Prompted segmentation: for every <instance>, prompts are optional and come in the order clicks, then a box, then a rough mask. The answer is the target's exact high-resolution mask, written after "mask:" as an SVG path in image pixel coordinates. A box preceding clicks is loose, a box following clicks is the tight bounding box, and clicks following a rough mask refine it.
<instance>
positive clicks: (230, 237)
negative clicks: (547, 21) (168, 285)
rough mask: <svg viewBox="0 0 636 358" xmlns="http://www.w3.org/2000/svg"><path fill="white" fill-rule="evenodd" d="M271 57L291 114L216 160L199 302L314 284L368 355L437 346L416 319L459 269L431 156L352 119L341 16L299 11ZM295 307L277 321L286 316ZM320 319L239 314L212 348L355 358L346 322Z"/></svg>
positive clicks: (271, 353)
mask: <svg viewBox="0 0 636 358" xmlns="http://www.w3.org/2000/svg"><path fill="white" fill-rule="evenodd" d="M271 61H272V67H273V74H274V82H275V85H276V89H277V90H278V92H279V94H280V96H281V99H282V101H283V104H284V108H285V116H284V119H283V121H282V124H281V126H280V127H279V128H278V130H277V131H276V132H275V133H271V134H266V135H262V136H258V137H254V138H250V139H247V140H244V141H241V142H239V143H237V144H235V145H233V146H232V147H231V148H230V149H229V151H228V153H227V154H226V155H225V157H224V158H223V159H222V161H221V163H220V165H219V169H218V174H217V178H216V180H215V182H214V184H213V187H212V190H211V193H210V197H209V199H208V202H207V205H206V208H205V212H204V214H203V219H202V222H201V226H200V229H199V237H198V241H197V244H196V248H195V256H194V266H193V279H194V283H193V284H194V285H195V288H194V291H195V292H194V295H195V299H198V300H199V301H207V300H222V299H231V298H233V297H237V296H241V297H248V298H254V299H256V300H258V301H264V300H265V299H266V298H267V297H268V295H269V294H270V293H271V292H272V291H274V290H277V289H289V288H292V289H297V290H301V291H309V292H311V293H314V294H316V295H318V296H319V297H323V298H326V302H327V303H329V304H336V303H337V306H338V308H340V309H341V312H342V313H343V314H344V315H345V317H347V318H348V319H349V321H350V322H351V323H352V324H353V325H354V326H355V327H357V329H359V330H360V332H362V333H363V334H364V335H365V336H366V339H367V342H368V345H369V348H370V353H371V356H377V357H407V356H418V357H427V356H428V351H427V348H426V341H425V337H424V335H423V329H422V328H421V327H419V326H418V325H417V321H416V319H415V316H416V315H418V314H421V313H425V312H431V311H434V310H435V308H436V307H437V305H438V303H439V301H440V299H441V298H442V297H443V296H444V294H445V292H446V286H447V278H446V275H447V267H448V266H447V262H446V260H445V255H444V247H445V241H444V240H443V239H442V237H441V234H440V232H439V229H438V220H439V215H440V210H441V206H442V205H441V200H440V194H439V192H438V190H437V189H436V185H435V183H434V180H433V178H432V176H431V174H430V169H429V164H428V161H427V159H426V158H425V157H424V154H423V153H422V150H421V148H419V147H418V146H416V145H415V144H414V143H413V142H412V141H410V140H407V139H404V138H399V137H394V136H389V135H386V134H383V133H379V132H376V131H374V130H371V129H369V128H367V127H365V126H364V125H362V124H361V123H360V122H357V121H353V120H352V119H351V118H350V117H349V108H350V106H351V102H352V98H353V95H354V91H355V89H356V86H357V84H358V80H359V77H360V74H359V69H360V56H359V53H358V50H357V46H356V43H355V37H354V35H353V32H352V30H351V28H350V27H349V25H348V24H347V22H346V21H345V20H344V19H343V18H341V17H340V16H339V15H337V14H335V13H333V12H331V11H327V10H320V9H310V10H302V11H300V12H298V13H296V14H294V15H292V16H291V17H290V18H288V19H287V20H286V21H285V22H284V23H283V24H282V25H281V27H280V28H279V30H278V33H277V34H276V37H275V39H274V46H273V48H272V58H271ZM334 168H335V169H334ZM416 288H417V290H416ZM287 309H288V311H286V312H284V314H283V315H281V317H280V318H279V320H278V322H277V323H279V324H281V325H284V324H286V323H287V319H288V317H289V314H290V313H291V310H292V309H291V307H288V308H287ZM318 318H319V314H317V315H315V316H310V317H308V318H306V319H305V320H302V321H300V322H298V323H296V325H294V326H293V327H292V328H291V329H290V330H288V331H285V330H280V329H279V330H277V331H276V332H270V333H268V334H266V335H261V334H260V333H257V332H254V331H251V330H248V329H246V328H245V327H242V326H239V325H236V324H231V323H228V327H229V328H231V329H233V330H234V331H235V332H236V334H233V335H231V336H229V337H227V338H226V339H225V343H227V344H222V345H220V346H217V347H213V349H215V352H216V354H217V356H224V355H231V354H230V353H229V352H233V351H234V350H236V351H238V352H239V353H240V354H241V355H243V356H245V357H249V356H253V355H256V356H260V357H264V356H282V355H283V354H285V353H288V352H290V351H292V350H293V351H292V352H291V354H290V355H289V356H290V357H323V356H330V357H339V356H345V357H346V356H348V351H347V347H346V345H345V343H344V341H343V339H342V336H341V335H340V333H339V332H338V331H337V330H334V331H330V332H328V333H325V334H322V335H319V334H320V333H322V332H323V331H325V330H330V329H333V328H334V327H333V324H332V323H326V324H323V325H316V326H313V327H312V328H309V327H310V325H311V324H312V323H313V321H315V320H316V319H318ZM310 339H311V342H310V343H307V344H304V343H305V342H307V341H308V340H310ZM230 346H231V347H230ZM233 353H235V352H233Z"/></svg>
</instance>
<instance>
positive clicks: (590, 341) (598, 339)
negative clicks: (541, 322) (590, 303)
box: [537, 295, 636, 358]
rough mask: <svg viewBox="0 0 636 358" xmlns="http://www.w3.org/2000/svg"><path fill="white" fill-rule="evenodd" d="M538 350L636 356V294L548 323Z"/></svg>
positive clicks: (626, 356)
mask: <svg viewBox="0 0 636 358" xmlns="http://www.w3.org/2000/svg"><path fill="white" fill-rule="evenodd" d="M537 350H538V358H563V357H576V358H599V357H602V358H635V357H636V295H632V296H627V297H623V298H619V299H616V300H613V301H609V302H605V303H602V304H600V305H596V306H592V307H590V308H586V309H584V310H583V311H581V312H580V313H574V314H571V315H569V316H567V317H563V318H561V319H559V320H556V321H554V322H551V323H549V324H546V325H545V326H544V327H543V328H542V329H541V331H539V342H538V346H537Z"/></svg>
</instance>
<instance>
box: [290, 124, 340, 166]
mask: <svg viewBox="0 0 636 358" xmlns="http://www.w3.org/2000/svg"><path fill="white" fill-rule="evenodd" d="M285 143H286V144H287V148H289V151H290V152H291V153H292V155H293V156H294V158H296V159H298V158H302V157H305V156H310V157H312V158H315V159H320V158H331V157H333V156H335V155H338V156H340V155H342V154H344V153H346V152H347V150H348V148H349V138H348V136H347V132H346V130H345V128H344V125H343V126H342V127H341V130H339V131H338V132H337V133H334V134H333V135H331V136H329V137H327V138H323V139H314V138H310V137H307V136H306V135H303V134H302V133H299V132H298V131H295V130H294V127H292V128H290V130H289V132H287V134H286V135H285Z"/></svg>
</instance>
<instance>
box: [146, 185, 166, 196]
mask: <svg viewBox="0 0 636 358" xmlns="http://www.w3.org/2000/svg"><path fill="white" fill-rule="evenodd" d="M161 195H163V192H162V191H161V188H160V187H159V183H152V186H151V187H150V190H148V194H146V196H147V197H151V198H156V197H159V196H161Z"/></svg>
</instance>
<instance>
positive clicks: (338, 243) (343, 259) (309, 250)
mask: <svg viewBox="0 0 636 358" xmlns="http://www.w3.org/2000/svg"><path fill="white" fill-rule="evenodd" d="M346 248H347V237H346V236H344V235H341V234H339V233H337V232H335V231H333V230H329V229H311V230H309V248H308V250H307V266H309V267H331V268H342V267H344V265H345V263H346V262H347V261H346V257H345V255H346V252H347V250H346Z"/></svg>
--
» **TASK PROMPT**: Only the lines from the start of the material through the line containing "57L291 114L216 160L199" should be repeated, and they should be repeated exactly.

» **SOLUTION TO THE PROBLEM**:
Prompted segmentation: for every <instance>, prompts are optional and come in the order clicks, then a box, then a rough mask. The answer is the target's exact high-resolution mask, written after "mask:" as an SVG path in image pixel coordinates. A box preceding clicks is loose, a box following clicks is the tight bounding box, and clicks following a rough mask refine it.
<instance>
positive clicks: (230, 237)
negative clicks: (547, 21) (168, 285)
rough mask: <svg viewBox="0 0 636 358" xmlns="http://www.w3.org/2000/svg"><path fill="white" fill-rule="evenodd" d="M271 57L291 114L216 160L199 302L314 284L368 355L437 346L416 319L459 269L431 156L352 119L341 16L299 11ZM295 307L277 321L286 316ZM320 319L239 314L212 348L355 358L346 322Z"/></svg>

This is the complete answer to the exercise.